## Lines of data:
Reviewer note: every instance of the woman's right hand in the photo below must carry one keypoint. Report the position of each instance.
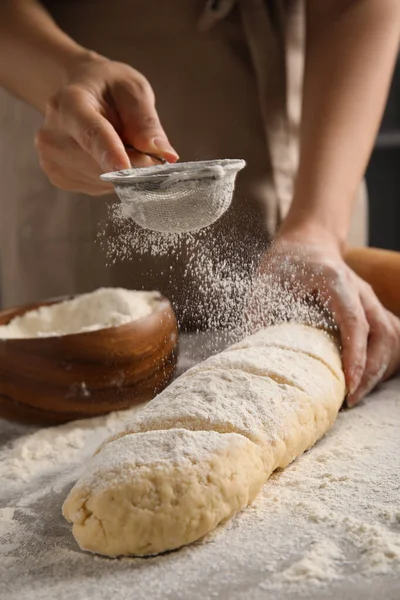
(103, 106)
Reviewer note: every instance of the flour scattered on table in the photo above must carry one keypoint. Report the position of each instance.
(330, 520)
(105, 307)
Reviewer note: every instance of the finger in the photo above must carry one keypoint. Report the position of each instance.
(141, 125)
(380, 345)
(350, 317)
(74, 113)
(394, 362)
(138, 159)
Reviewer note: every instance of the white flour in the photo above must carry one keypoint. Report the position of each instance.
(106, 307)
(326, 527)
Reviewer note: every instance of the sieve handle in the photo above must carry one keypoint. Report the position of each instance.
(157, 158)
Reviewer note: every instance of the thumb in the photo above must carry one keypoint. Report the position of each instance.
(141, 124)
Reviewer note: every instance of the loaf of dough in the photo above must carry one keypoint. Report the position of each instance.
(202, 449)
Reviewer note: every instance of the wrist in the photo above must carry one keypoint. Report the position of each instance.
(309, 231)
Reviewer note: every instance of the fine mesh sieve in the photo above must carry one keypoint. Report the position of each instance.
(176, 198)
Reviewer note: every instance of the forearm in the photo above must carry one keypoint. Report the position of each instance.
(36, 54)
(351, 50)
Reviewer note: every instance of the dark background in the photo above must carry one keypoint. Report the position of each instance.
(383, 176)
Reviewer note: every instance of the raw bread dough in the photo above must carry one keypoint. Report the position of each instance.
(148, 492)
(201, 450)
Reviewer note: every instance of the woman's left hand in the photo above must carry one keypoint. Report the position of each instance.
(370, 334)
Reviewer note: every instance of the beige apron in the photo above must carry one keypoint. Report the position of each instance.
(227, 78)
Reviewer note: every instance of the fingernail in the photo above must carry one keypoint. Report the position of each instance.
(354, 379)
(162, 145)
(350, 403)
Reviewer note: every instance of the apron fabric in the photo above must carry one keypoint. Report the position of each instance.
(227, 78)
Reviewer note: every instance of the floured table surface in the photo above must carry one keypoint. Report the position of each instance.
(326, 527)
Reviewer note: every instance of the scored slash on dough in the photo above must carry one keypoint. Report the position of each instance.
(202, 449)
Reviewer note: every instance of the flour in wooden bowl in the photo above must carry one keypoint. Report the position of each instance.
(103, 308)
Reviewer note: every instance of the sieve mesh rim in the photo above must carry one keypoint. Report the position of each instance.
(200, 169)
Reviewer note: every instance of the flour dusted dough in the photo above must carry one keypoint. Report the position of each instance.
(148, 492)
(201, 450)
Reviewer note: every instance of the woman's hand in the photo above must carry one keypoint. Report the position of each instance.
(102, 106)
(370, 334)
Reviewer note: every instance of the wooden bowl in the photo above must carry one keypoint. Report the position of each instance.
(59, 379)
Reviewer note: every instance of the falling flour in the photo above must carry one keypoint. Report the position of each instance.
(327, 526)
(225, 289)
(106, 307)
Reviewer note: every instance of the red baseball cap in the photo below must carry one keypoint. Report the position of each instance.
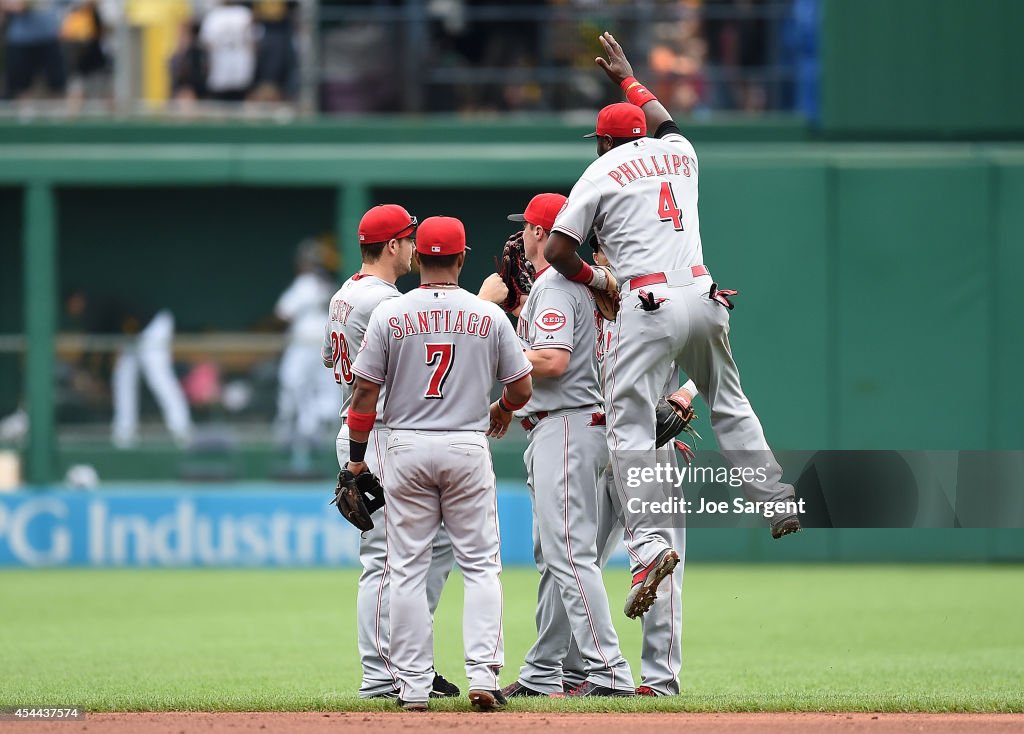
(621, 120)
(385, 222)
(440, 235)
(542, 210)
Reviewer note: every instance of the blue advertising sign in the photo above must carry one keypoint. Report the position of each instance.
(201, 527)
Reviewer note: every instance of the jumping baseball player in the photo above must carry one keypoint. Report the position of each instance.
(565, 463)
(555, 663)
(386, 240)
(640, 197)
(438, 350)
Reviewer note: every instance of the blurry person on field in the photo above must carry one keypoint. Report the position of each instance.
(147, 351)
(307, 396)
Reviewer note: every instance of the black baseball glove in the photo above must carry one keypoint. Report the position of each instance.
(515, 270)
(358, 497)
(673, 415)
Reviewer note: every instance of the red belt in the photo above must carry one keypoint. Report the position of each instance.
(529, 423)
(655, 277)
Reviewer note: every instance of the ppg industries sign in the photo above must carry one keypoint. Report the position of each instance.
(181, 528)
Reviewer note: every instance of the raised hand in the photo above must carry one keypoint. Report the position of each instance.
(616, 66)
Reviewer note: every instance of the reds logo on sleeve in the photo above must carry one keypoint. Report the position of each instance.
(550, 319)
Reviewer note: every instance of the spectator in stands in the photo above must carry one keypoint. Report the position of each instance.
(276, 62)
(82, 37)
(33, 36)
(188, 67)
(226, 35)
(737, 38)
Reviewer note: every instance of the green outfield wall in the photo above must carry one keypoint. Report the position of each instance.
(879, 284)
(922, 69)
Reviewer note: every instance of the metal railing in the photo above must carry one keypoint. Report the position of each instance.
(701, 56)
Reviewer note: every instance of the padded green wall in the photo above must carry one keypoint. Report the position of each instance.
(880, 298)
(927, 68)
(218, 257)
(10, 293)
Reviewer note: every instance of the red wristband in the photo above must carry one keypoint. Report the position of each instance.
(585, 275)
(636, 93)
(360, 421)
(511, 406)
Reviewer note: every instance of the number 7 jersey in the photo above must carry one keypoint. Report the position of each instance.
(438, 351)
(349, 314)
(641, 200)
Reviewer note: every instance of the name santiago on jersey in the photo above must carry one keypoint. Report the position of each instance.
(440, 321)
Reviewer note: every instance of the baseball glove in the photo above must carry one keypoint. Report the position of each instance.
(673, 416)
(606, 302)
(358, 497)
(515, 270)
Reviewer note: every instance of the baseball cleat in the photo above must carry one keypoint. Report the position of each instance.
(486, 700)
(517, 690)
(784, 526)
(644, 590)
(442, 688)
(588, 689)
(388, 695)
(568, 685)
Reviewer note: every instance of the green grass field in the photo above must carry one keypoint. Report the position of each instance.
(757, 638)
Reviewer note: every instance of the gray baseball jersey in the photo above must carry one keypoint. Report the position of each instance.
(572, 603)
(437, 343)
(641, 201)
(349, 314)
(560, 314)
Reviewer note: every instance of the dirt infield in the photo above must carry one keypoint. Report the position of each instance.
(509, 723)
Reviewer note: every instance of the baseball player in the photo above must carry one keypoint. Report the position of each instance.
(386, 240)
(438, 350)
(565, 462)
(640, 197)
(555, 663)
(662, 652)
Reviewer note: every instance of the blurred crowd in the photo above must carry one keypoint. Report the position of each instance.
(538, 55)
(225, 50)
(466, 56)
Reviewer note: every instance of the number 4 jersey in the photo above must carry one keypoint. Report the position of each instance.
(438, 352)
(641, 200)
(349, 314)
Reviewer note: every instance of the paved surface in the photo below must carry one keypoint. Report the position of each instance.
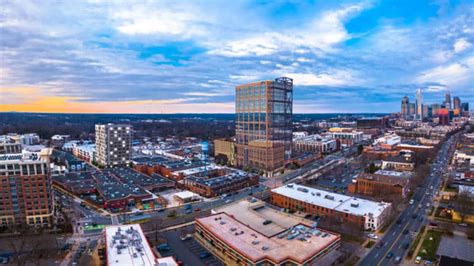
(456, 247)
(403, 231)
(188, 250)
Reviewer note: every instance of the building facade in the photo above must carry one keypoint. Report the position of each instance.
(264, 112)
(113, 144)
(379, 185)
(25, 187)
(368, 215)
(405, 110)
(314, 143)
(225, 147)
(419, 104)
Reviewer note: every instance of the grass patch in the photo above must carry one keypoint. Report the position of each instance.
(414, 244)
(351, 238)
(370, 244)
(430, 245)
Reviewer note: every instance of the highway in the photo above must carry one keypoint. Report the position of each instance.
(400, 235)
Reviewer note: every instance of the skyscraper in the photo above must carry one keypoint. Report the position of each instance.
(456, 103)
(264, 113)
(427, 111)
(447, 101)
(412, 109)
(419, 104)
(405, 107)
(113, 144)
(434, 109)
(25, 186)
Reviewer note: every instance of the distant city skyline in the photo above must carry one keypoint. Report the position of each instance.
(187, 57)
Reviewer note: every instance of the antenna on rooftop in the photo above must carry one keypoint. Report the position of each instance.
(204, 155)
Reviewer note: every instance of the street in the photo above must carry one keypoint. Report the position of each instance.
(410, 221)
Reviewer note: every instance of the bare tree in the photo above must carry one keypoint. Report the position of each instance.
(464, 204)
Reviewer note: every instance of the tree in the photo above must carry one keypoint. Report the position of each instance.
(464, 204)
(360, 149)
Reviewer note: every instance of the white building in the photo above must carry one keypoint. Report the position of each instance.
(314, 143)
(374, 213)
(127, 245)
(388, 139)
(113, 144)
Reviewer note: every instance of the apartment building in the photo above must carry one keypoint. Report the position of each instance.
(113, 144)
(25, 186)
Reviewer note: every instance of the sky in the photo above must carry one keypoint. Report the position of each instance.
(188, 56)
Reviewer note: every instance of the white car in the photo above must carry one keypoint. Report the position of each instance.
(373, 236)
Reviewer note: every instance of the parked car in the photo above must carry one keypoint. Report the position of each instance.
(186, 237)
(398, 259)
(204, 255)
(418, 260)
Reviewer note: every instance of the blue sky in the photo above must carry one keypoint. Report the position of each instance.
(187, 56)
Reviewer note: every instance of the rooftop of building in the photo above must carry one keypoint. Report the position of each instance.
(298, 243)
(400, 180)
(62, 155)
(393, 173)
(399, 159)
(150, 160)
(229, 178)
(127, 245)
(334, 201)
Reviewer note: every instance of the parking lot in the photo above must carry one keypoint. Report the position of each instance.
(188, 251)
(336, 179)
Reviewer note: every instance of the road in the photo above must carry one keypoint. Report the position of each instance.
(412, 218)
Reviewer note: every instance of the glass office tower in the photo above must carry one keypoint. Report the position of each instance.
(264, 114)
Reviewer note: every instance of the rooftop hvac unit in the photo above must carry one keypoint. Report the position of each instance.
(329, 197)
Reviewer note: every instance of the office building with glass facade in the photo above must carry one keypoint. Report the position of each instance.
(264, 112)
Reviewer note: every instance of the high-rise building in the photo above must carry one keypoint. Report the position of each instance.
(25, 186)
(456, 103)
(412, 108)
(447, 101)
(405, 107)
(434, 109)
(465, 107)
(264, 113)
(113, 144)
(419, 104)
(426, 111)
(443, 115)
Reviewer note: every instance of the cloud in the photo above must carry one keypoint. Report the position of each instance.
(451, 75)
(189, 54)
(461, 45)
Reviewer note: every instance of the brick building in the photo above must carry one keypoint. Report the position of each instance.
(366, 214)
(380, 184)
(25, 186)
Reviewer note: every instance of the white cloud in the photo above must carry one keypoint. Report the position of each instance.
(323, 32)
(452, 75)
(162, 19)
(461, 45)
(336, 78)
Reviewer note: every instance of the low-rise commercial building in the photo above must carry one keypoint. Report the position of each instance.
(214, 186)
(381, 184)
(314, 143)
(25, 186)
(127, 245)
(225, 147)
(399, 163)
(250, 233)
(347, 138)
(366, 214)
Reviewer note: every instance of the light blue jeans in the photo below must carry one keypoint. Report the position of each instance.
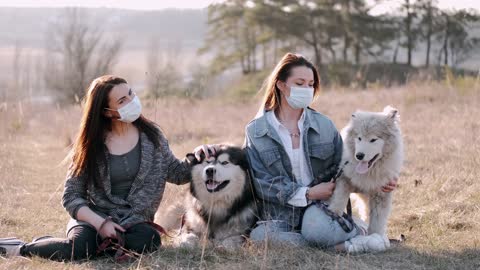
(317, 229)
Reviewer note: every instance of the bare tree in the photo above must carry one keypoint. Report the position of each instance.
(77, 51)
(163, 76)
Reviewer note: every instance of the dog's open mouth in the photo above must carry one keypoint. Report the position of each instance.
(215, 186)
(364, 166)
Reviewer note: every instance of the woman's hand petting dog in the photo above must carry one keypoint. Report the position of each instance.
(109, 230)
(322, 191)
(391, 186)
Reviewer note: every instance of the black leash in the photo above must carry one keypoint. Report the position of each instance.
(345, 216)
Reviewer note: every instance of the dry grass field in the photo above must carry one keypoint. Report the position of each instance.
(437, 205)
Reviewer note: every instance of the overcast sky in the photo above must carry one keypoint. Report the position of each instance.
(389, 5)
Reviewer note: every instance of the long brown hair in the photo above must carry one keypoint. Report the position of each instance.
(89, 146)
(271, 98)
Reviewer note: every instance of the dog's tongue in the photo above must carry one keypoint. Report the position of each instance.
(212, 184)
(362, 167)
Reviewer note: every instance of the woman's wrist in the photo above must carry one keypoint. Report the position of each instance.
(307, 194)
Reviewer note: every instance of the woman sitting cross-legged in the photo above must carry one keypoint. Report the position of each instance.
(120, 164)
(294, 152)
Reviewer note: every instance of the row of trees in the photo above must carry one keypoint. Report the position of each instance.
(245, 32)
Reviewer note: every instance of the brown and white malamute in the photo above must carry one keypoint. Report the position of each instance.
(220, 205)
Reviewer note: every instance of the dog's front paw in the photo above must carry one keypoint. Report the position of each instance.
(189, 240)
(231, 243)
(335, 208)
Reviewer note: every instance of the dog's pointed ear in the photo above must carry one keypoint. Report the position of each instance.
(391, 112)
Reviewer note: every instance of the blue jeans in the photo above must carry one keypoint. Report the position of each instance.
(317, 228)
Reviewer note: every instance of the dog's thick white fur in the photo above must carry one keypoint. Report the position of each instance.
(220, 204)
(373, 148)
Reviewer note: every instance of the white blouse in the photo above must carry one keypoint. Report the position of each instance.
(300, 168)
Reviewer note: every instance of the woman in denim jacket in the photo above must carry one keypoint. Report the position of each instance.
(294, 152)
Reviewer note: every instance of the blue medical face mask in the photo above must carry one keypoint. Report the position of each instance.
(300, 97)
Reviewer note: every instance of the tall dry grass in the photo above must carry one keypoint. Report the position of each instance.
(436, 205)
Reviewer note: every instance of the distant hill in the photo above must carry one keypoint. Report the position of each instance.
(188, 26)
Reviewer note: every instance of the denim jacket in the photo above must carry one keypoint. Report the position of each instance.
(271, 168)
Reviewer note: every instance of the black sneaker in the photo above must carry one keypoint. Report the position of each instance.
(10, 246)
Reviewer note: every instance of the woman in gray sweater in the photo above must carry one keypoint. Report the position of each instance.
(115, 183)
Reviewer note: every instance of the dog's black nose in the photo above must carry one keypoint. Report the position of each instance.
(210, 172)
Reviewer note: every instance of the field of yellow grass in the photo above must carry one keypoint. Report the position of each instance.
(437, 205)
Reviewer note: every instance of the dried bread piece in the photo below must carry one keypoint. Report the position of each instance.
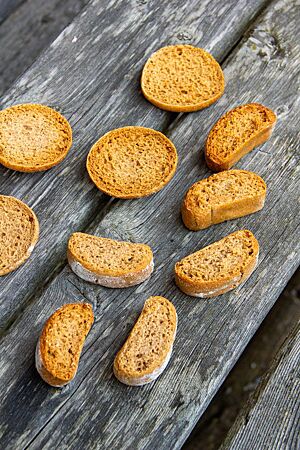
(109, 263)
(33, 137)
(19, 232)
(182, 78)
(59, 347)
(237, 133)
(132, 162)
(219, 267)
(223, 196)
(148, 348)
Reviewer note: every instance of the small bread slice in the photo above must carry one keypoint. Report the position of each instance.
(110, 263)
(182, 78)
(33, 137)
(19, 232)
(148, 348)
(132, 162)
(237, 133)
(223, 196)
(220, 267)
(59, 347)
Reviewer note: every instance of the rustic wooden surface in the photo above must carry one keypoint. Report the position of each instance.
(19, 46)
(271, 420)
(97, 88)
(95, 410)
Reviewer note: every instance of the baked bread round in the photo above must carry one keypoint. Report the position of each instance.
(33, 137)
(132, 162)
(19, 232)
(182, 78)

## What you are asked to do:
Exactly the lines from the one with "Reviewer note: every instance of the dried" through the end of the records should be written out, and only those. Pictures do not belong in the copy.

## Reply:
Reviewer note: every instance of the dried bread piece in the photo below must carry one keypoint. Report the position of each instance.
(109, 263)
(33, 137)
(19, 232)
(182, 78)
(59, 347)
(237, 133)
(132, 162)
(219, 267)
(223, 196)
(148, 348)
Reviewer note: every instance of the small bread slice in the photo above must carry one keypoint. Report the position of each instance.
(110, 263)
(182, 78)
(33, 137)
(19, 232)
(148, 348)
(132, 162)
(237, 133)
(223, 196)
(220, 267)
(59, 347)
Reviewer note: every instance of the rustic wooden surface in the photo above must carry one keypoint. Report the position of each instance.
(19, 46)
(271, 420)
(97, 88)
(95, 410)
Reviewer note: every instance of the baked bread round in the photo above must carry one keypoint. Report the position of each instance.
(33, 137)
(132, 162)
(19, 232)
(182, 78)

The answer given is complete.